Segment Start: Source material
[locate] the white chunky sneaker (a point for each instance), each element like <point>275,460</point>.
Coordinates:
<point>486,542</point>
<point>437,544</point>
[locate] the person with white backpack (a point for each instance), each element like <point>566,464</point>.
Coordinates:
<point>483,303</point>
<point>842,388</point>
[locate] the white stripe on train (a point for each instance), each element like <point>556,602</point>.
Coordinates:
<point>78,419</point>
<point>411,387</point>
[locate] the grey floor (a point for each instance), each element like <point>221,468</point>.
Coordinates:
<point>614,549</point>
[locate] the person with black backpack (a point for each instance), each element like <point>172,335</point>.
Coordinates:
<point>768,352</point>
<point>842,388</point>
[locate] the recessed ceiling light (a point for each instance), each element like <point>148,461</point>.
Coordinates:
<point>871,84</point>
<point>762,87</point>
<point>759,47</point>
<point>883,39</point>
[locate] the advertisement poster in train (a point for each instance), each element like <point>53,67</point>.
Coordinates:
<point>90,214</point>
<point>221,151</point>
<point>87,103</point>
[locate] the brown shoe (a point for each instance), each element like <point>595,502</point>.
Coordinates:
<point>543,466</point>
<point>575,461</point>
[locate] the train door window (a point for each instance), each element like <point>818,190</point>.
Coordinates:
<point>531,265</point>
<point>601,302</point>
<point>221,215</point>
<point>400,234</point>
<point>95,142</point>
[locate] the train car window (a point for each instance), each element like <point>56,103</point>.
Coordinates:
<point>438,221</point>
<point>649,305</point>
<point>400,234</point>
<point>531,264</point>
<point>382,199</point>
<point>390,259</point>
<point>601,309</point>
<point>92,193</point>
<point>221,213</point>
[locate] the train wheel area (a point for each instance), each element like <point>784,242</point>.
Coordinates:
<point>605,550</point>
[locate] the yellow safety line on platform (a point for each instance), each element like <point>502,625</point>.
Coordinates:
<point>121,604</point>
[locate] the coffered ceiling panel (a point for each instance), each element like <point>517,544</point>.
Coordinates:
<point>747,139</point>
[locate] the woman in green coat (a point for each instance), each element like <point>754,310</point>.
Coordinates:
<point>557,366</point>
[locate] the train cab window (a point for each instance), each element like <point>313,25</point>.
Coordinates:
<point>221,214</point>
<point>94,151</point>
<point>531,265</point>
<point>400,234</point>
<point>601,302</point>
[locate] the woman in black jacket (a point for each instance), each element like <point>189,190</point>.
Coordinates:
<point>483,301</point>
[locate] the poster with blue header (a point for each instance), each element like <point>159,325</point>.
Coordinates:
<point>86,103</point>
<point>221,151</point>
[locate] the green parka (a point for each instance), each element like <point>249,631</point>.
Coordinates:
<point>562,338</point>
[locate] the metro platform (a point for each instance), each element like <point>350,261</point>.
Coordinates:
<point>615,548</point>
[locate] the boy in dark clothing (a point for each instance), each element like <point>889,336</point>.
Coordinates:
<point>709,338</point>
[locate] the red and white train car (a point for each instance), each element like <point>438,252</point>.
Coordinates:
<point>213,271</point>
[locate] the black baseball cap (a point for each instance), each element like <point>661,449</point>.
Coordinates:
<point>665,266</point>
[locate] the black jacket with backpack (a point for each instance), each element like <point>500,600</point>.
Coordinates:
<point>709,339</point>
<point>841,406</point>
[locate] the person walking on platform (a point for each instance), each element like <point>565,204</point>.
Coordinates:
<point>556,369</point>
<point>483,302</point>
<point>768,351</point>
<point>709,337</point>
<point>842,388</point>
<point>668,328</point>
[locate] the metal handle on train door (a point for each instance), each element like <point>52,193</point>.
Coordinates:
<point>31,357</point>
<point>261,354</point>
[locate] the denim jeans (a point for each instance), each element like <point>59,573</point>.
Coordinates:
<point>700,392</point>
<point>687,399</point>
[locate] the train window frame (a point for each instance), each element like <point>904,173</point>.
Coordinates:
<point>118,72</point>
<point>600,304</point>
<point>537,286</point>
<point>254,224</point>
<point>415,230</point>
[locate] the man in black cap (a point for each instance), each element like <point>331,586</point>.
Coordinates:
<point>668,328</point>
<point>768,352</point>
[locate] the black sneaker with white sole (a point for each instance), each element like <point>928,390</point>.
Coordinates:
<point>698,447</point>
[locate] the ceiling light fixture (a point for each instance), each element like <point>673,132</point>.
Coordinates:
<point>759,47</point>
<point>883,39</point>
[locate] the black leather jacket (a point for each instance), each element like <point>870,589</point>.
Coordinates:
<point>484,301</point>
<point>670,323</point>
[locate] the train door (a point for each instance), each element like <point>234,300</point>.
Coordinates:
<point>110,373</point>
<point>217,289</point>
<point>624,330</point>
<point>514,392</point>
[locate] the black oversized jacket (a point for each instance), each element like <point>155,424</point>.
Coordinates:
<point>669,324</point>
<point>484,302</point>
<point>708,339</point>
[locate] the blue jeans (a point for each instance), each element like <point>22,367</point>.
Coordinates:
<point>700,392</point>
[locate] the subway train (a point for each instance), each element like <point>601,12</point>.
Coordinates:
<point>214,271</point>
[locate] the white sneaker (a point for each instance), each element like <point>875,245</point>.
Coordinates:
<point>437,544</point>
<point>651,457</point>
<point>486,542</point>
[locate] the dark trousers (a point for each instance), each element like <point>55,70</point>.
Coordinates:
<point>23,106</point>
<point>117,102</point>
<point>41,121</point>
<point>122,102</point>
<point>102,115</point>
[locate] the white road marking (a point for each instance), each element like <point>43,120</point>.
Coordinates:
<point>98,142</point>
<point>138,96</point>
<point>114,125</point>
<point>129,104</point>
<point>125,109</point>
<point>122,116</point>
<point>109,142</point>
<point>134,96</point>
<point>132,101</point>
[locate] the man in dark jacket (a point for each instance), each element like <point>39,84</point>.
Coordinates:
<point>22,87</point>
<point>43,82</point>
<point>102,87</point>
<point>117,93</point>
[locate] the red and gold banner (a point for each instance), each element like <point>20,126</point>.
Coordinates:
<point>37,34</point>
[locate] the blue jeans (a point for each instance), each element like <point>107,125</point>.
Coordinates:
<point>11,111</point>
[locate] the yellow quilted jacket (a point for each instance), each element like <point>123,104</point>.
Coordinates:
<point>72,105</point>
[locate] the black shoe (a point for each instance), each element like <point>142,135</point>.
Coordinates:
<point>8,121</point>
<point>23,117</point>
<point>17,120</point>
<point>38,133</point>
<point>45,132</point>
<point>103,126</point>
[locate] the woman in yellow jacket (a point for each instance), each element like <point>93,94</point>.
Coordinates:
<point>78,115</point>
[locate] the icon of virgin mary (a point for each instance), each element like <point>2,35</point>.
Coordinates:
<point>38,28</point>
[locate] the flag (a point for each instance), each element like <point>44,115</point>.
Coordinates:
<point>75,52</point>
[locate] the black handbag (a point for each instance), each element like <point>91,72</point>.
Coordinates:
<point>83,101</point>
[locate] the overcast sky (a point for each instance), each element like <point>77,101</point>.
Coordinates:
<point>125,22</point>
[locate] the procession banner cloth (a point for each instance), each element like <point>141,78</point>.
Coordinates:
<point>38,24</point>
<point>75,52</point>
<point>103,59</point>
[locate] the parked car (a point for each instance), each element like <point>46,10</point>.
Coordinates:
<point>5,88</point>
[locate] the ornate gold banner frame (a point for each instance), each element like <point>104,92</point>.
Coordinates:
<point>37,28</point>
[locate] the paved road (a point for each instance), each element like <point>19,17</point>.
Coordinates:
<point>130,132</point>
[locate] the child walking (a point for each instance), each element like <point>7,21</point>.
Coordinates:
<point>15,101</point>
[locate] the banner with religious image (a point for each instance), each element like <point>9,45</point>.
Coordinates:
Segment End: Source material
### What is required
Sift through the entries and copy every line with "backpack".

### Written solution
[locate] the person with white backpack (a point for each instance), each element like <point>566,464</point>.
[locate] the person with black backpack (a point for each instance), each element like <point>172,335</point>.
[locate] the black jacket with backpack (a point for each instance), each element like <point>500,600</point>.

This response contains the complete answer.